The MirrorARCHIVES: Sept 27 - Oct 03.2007 Vol. 23 No. 15  





Slice of life

>> Jeff Parker’s funny debut novel
Ovenman burns up the ’90s

by Juliet Waters

1991. It was the best of times. It was the worst. Okay it was neither, but if you squint and look back at it from a certain angle, it could seem that way.

Grunge was still dirty and fresh. Tattoos and piercings actually seemed a little menacing. There was a war in Iraq, and there was something about it on TV, for like, a week. And then the world went back to normal. And then there was a decade of degrading, impoverishing sanctions, Iraqi children dying from lack of medicine and nobody much knowing about that or caring.

We were all too busy not doing something, sort of, and drinking and listening to Slayer and/or subverting some marginal, crappy job. Sure there was good music, Nirvana, the early years. But mostly I remember a happy little tune an ex used to sing. It was called “Scam in the Place Where You Work,” sung to the tune of R.E.M’s, “Stand.” Yeah, that was our big protest.

> **Apply what you read**:
(a) Translate this sentence from the review into Spanish: "Grunge was still dirty and fresh."
(b) Please write out the part of the review from "Grunge was still" to "that or caring." word for word.

Image-backed grounding data:
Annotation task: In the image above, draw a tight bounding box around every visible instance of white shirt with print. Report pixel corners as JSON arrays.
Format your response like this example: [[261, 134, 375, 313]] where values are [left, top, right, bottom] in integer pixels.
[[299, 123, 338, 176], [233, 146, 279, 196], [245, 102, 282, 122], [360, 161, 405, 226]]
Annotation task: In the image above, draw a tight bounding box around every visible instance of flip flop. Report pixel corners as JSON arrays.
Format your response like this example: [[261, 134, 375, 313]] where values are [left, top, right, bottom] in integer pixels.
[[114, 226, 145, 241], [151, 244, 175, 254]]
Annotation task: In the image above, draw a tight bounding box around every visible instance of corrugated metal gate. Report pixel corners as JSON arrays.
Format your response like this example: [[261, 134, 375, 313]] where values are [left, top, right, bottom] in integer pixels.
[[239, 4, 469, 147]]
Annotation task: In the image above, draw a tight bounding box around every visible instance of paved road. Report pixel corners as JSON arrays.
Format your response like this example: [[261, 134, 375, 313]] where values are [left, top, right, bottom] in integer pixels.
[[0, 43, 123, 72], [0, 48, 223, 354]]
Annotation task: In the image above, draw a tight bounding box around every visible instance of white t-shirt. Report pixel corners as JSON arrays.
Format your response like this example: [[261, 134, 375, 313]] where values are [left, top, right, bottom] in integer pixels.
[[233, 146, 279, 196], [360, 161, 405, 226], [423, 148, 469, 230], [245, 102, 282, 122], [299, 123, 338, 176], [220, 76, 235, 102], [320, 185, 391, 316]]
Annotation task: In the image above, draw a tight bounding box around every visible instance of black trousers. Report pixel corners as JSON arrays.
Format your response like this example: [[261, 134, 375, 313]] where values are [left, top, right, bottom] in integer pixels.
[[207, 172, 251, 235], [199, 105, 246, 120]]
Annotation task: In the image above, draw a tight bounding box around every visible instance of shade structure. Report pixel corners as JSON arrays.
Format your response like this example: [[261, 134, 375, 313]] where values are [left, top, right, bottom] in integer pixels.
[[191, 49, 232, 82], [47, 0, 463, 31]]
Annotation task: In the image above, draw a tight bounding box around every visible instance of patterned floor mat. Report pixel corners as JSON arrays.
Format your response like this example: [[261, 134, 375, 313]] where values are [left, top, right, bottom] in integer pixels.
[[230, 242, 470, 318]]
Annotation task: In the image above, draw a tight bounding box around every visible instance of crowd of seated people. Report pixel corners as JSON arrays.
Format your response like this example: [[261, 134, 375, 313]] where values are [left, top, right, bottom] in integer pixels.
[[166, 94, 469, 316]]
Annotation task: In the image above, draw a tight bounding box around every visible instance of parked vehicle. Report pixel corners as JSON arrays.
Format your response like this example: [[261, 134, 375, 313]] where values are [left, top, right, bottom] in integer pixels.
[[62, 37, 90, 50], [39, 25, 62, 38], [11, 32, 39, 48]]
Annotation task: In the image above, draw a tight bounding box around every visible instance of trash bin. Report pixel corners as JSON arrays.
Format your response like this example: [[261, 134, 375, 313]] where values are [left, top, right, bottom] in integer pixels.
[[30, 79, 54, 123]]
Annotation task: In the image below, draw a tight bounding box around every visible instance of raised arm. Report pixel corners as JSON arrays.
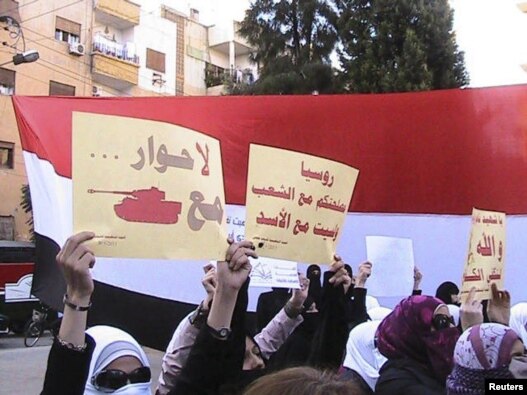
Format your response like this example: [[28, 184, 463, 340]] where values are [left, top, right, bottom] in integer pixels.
[[156, 264, 217, 395], [170, 241, 257, 395], [42, 232, 95, 395], [254, 273, 309, 359]]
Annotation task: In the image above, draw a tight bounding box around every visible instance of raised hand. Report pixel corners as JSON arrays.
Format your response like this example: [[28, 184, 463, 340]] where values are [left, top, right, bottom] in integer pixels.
[[217, 240, 258, 291], [289, 273, 309, 309], [329, 255, 351, 293], [201, 263, 218, 308], [487, 283, 511, 326], [57, 232, 95, 304], [459, 287, 483, 330], [414, 266, 423, 291], [355, 261, 373, 288]]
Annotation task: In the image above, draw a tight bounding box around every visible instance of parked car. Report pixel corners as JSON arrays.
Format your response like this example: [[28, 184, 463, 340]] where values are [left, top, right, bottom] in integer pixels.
[[0, 240, 39, 333]]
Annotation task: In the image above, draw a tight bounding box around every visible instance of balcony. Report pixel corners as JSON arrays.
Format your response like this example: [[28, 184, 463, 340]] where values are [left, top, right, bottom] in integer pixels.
[[92, 35, 139, 89], [95, 0, 141, 30], [209, 22, 252, 56]]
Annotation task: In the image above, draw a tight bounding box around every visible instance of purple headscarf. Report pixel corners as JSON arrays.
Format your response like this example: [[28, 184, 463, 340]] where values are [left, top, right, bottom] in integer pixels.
[[447, 323, 519, 395], [377, 295, 459, 383]]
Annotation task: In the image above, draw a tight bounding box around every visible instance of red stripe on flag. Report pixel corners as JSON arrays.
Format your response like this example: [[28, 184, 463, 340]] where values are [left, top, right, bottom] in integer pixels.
[[13, 86, 527, 214]]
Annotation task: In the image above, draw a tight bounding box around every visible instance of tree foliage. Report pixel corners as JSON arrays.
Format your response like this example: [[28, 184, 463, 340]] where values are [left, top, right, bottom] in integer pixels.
[[335, 0, 469, 92], [236, 0, 338, 94]]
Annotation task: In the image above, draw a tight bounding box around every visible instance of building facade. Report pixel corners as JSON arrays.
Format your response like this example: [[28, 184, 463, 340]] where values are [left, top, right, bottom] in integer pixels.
[[0, 0, 257, 241]]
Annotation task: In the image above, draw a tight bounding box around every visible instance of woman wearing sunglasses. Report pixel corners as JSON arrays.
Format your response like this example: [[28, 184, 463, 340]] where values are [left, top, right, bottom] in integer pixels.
[[375, 296, 460, 395], [84, 325, 152, 395], [41, 232, 151, 395]]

> **Completed exercise**:
(a) El grunge todavía era sucio y fresco.

(b)
Grunge was still dirty and fresh. Tattoos and piercings actually seemed a little menacing. There was a war in Iraq, and there was something about it on TV, for like, a week. And then the world went back to normal. And then there was a decade of degrading, impoverishing sanctions, Iraqi children dying from lack of medicine and nobody much knowing about that or caring.